### Excerpt
In situations with real risk (physical, financial, emotional, etc.), epistemic trust fades, replaced by a state called epistemic vigilance. In epistemic vigilance, just like it sounds, we become appropriately suspicious. We evaluate knowledge and its sources more carefully. Rather than simply trust, we trust but verify, knowing that some people out there will try to deceive us. In this way, we attempt to protect ourselves from email phishing scams, from deals that offer something free when it really isn't, or from politicians who make campaign promises they have no intention of actually pursuing once elected. Since we constantly rely on other people for information, epistemic vigilance helps us weed out bad people and bad ideas.

The amount of information in the world has increased dramatically in the last 20 years with the arrival of the internet. Not only that, but the number and variety of sources of information have also exploded. These two factors combine to make our decisions about epistemic trust, about whom to believe, massively more complicated, overwhelming even. Under stress, intense emotion, or information overload, we may shift from the more typical epistemic vigilance into a state of 'red alert', called epistemic hypervigilance. As the name implies, hypervigilance is an unhealthy dose of being wary and watchful. This is a state where danger lurks not around some corners, but every corner. This is a state where any motion is a threat and where any information we disagree with seems not merely suspicious, but an attack.

Epistemic hypervigilance is where we find ourselves in 2017. The right doesn't believe anything from the left, the left doesn't believe anything from the right. Climate change is debatable even if 99% of climate scientists tell us it's not. If you watch Fox News, the rest of the media is biased, read, not to be believed. When Donald Trump tweets, he might mean what he says, unless he's joking (in which case, why are you taking the statements of the President of the United States so seriously)? If you live in Britain or America, globalization and immigrants are enemies, pulling governments not from left to right necessarily, but from thoughtful pursuit of interests to distrust. To be sure, there is false information being spread, but what's worse, ordinary people are no longer able to, or interested in, distinguishing inaccurate information from intentional deception, from attack.

In principle, none of this is new. Knowledge as power is an ancient concept, wars have always involved propaganda, politicians have always had ulterior, even personal motives. But in practice, today's world is different. Even the mercury/vaccine/autism crisis didn't topple the public's belief in the rest of medicine, though in hindsight it was probably a harbinger of things to come. Things may get bleaker still.

There is a response to epistemic hypervigilance. There is a way to return ourselves, and others, to a less paranoid state of mind. It requires listening, but more than that, it requires mentalizing. Mentalizing is what we are doing when we 'get' someone. It goes beyond sympathy, beyond empathy, beyond validation. When we validate people's experience, they still often feel like their feelings don't make sense or aren't 'right', like you are separate in some way, over there looking in, saying "I see that you feel that way." When we mentalize people, we stand up and cross to the other side of the table, sitting down next to them. We say to them, "I'm looking the way you're looking, so now I really see how you got to feeling the way you feel. I can understand that, it makes sense." If we can do a whole lot more of that, and a whole lot less demonizing and impugning, we stand a chance to exit this epistemic crisis.

### Entries supplied

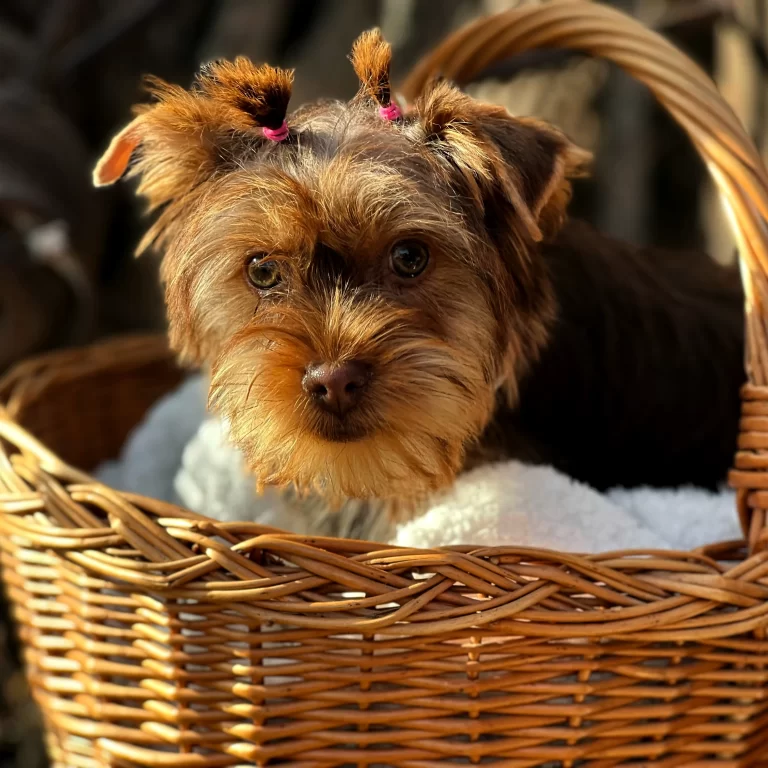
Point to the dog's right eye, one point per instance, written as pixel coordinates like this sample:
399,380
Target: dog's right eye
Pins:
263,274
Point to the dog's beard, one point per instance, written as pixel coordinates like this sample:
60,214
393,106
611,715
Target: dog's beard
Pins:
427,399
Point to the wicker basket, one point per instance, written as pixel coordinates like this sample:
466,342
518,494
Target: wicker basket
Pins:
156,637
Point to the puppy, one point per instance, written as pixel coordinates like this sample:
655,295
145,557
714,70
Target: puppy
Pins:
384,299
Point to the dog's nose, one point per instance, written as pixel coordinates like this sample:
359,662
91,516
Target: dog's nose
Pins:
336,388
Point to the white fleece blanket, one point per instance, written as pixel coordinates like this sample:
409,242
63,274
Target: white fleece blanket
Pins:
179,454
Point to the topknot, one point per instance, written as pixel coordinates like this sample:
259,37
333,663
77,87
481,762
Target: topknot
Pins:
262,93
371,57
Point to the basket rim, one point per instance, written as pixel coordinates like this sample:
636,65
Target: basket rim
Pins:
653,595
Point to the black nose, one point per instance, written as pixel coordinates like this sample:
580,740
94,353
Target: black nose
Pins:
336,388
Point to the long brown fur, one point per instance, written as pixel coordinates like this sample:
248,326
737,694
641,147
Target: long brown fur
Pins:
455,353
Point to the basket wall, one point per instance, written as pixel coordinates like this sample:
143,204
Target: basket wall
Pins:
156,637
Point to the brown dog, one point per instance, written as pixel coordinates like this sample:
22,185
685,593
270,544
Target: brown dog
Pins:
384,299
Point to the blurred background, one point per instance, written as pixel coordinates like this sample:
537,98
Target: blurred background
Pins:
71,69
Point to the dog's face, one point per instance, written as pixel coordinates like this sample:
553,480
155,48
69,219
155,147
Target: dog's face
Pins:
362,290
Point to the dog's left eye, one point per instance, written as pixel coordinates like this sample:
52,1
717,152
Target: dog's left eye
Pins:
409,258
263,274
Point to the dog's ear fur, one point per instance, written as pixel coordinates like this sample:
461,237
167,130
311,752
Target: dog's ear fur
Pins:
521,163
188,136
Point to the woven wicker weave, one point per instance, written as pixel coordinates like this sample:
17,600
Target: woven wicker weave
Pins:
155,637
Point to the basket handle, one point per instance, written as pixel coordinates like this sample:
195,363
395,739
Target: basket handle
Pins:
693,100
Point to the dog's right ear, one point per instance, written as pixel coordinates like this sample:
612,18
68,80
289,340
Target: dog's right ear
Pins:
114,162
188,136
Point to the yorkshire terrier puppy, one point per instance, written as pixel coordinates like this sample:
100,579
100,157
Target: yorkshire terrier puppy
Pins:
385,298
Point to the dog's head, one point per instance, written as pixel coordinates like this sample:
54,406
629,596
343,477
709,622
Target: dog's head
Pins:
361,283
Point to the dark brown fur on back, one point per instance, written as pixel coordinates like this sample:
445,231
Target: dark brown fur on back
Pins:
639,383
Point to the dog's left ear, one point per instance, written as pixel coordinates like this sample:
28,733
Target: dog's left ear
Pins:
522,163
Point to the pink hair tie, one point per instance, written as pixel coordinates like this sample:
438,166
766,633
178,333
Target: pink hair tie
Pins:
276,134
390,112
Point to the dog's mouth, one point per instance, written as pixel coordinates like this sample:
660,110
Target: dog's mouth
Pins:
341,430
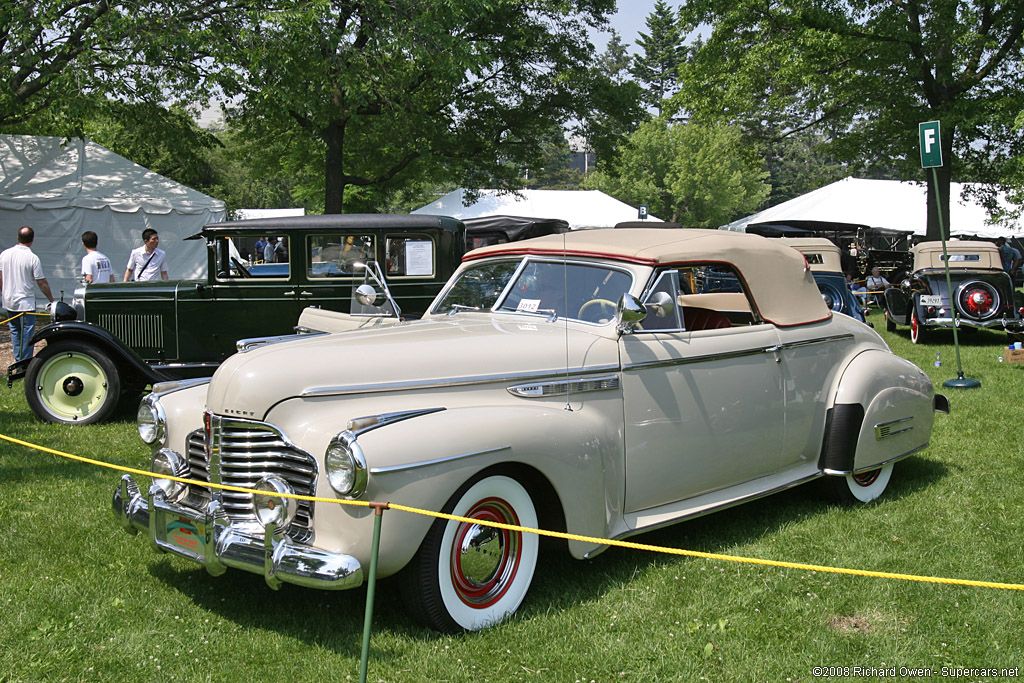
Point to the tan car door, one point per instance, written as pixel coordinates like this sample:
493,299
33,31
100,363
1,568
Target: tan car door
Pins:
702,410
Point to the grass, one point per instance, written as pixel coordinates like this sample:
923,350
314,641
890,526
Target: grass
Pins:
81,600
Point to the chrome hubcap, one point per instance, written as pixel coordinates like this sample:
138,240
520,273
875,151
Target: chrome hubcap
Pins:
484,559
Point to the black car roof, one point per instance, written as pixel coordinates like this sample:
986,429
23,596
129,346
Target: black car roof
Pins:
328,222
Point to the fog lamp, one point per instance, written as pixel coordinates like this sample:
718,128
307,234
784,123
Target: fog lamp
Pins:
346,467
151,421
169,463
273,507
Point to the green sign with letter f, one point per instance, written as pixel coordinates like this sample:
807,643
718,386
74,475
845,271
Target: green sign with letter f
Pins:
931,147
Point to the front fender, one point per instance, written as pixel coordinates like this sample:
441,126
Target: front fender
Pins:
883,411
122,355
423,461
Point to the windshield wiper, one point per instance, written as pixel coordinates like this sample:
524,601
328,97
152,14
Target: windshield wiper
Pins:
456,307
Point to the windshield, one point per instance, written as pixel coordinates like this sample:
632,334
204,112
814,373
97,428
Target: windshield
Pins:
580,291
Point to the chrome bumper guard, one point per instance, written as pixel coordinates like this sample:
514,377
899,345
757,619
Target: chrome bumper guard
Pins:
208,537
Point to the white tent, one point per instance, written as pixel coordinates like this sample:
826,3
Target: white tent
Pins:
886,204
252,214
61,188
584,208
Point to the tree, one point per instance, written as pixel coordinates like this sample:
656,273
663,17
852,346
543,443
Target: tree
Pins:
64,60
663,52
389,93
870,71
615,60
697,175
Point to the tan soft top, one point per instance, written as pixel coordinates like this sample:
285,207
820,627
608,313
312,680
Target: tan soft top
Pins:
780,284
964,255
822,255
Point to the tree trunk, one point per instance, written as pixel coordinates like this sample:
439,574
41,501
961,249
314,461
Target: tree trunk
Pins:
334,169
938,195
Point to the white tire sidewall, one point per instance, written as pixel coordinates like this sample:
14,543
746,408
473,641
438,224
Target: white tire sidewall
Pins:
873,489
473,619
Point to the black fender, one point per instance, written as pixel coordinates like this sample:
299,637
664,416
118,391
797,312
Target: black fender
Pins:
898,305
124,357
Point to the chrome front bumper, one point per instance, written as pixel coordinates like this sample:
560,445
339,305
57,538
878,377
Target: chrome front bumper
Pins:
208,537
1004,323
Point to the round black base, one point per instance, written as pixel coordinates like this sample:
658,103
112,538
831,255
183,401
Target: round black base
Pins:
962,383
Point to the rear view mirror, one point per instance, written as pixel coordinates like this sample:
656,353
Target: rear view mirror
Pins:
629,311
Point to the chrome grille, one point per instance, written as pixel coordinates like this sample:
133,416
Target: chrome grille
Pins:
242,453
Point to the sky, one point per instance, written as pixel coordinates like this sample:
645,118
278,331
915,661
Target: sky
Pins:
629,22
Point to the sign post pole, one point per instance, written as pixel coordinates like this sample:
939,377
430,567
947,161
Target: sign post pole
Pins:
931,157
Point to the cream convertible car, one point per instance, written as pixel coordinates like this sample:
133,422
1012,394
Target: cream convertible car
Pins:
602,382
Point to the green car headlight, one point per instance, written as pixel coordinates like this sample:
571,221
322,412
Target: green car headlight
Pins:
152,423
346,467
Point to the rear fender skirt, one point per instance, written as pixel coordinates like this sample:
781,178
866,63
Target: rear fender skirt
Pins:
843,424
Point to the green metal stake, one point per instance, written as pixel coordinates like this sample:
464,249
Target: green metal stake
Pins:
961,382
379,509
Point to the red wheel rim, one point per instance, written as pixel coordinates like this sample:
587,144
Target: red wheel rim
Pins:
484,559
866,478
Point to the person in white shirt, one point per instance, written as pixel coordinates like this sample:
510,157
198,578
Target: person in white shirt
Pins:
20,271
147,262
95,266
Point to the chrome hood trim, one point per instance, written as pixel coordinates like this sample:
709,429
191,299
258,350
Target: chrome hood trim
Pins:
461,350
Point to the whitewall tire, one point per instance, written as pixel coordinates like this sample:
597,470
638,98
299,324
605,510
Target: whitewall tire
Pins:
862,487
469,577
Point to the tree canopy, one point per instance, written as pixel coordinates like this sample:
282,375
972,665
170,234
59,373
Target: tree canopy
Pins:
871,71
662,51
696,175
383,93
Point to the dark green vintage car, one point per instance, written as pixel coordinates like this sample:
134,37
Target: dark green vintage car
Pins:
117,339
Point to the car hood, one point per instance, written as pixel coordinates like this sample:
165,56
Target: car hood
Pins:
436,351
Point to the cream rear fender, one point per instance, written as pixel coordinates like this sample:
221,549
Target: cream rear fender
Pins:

--

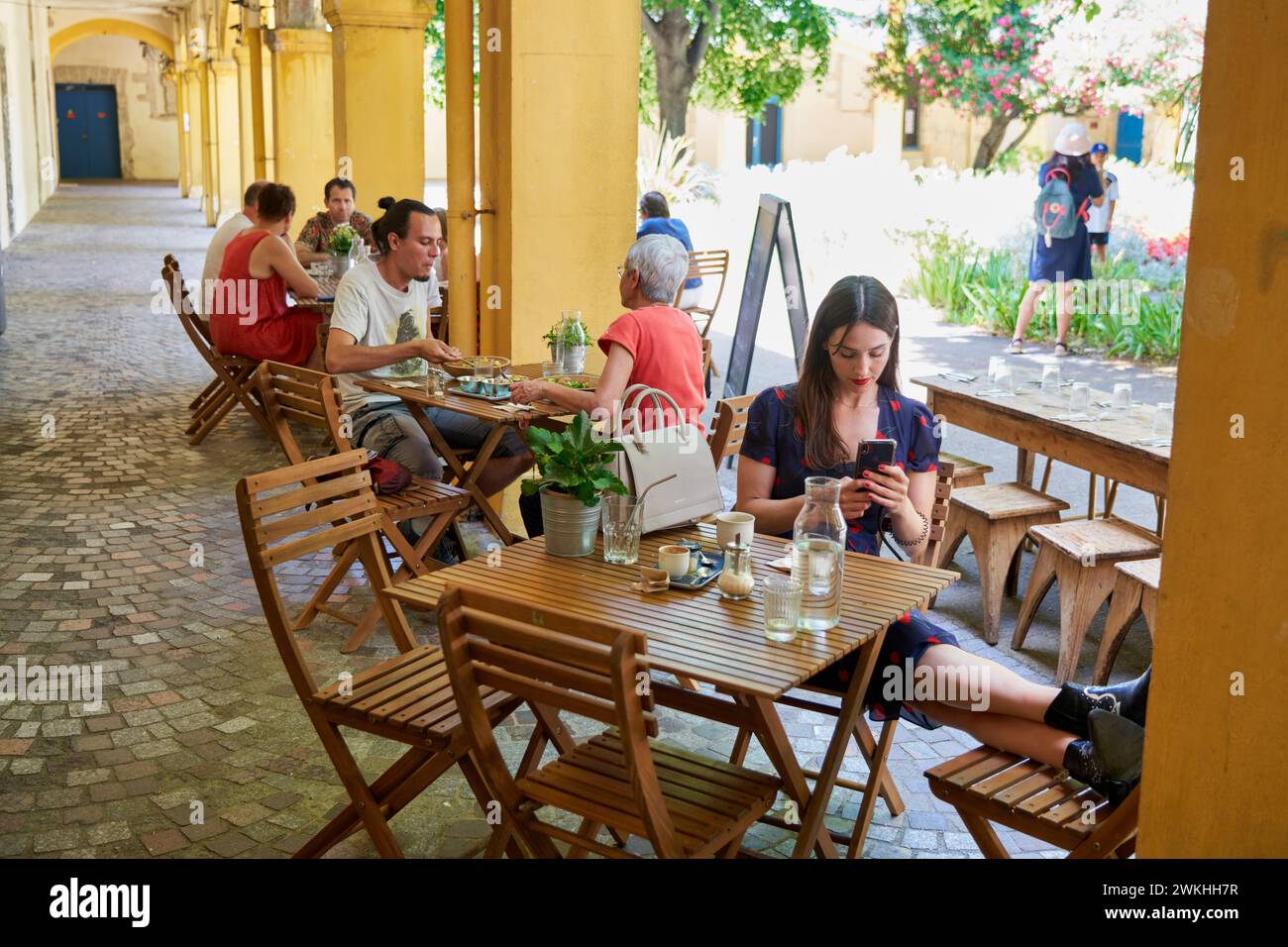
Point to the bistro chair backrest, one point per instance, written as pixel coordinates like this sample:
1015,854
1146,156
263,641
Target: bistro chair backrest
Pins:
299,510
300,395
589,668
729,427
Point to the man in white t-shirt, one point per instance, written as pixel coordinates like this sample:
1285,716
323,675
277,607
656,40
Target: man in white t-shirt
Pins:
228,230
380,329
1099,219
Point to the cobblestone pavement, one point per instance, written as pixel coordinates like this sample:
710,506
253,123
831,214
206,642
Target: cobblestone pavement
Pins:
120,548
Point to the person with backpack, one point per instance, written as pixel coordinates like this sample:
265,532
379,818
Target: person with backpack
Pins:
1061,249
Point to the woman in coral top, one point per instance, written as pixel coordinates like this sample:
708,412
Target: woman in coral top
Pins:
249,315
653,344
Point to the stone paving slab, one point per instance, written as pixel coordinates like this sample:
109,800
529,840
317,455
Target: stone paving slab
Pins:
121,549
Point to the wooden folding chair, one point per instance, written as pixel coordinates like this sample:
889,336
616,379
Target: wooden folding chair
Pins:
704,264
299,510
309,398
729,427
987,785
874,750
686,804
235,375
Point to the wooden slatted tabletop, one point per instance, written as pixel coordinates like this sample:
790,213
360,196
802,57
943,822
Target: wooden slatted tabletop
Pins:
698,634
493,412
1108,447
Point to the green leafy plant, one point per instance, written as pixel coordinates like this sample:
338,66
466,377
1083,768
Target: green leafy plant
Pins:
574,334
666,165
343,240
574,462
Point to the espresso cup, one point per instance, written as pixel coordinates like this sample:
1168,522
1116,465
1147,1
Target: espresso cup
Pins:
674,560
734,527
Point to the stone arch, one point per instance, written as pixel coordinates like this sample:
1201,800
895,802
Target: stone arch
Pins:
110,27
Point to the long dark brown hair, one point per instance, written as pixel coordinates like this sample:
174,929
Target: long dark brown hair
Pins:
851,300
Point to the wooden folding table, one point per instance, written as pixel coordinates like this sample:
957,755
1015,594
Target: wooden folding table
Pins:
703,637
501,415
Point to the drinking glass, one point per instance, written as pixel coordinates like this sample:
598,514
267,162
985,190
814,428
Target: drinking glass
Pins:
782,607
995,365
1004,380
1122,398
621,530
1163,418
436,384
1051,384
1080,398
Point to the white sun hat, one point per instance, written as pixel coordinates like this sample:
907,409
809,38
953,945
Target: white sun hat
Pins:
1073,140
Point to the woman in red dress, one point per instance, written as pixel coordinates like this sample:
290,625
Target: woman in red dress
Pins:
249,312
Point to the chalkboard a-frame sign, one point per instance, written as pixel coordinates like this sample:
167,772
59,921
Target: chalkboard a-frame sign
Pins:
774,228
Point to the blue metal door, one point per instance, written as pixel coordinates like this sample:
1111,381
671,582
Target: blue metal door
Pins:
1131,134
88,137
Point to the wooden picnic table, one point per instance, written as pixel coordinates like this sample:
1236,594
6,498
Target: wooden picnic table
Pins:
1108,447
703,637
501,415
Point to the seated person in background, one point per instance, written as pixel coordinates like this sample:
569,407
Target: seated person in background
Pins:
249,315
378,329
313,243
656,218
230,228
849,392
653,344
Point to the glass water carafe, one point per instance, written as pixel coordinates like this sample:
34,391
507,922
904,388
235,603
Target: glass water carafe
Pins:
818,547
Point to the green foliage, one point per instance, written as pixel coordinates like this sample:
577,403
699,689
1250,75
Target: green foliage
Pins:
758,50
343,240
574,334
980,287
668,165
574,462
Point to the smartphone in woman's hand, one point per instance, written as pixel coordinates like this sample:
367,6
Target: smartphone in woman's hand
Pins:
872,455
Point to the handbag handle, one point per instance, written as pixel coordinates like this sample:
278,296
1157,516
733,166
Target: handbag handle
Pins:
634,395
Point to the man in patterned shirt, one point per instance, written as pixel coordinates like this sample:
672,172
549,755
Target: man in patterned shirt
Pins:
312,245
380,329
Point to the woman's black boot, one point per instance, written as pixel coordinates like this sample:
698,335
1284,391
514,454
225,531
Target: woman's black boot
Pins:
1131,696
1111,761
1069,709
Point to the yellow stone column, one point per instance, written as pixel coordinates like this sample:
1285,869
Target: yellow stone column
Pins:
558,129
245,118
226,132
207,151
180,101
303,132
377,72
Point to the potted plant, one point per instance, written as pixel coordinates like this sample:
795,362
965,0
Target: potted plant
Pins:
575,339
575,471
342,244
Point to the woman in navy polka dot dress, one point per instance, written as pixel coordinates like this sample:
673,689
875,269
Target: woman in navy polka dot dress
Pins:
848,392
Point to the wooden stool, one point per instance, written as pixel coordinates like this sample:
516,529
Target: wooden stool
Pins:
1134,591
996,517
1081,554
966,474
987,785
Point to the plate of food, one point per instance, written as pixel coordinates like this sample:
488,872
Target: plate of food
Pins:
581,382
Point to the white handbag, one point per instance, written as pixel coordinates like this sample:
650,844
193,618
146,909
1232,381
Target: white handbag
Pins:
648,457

### Tasks to carry out
**a.** According to the passage on epistemic vigilance, why have our decisions about whom to believe become so much more complicated? Answer in one to three sentences.
**b.** Reproduce the part of the passage on epistemic vigilance starting at "The amount of" and ending at "but an attack.".
The entries have no role here and can be set aside.

### Answers provided
**a.** Since the internet arrived, the amount of information in the world has increased dramatically. The number and variety of information sources have also exploded. Together, these two factors make our decisions about epistemic trust massively more complicated, even overwhelming.

**b.**
The amount of information in the world has increased dramatically in the last 20 years with the arrival of the internet. Not only that, but the number and variety of sources of information have also exploded. These two factors combine to make our decisions about epistemic trust, about whom to believe, massively more complicated, overwhelming even. Under stress, intense emotion, or information overload, we may shift from the more typical epistemic vigilance into a state of 'red alert', called epistemic hypervigilance. As the name implies, hypervigilance is an unhealthy dose of being wary and watchful. This is a state where danger lurks not around some corners, but every corner. This is a state where any motion is a threat and where any information we disagree with seems not merely suspicious, but an attack.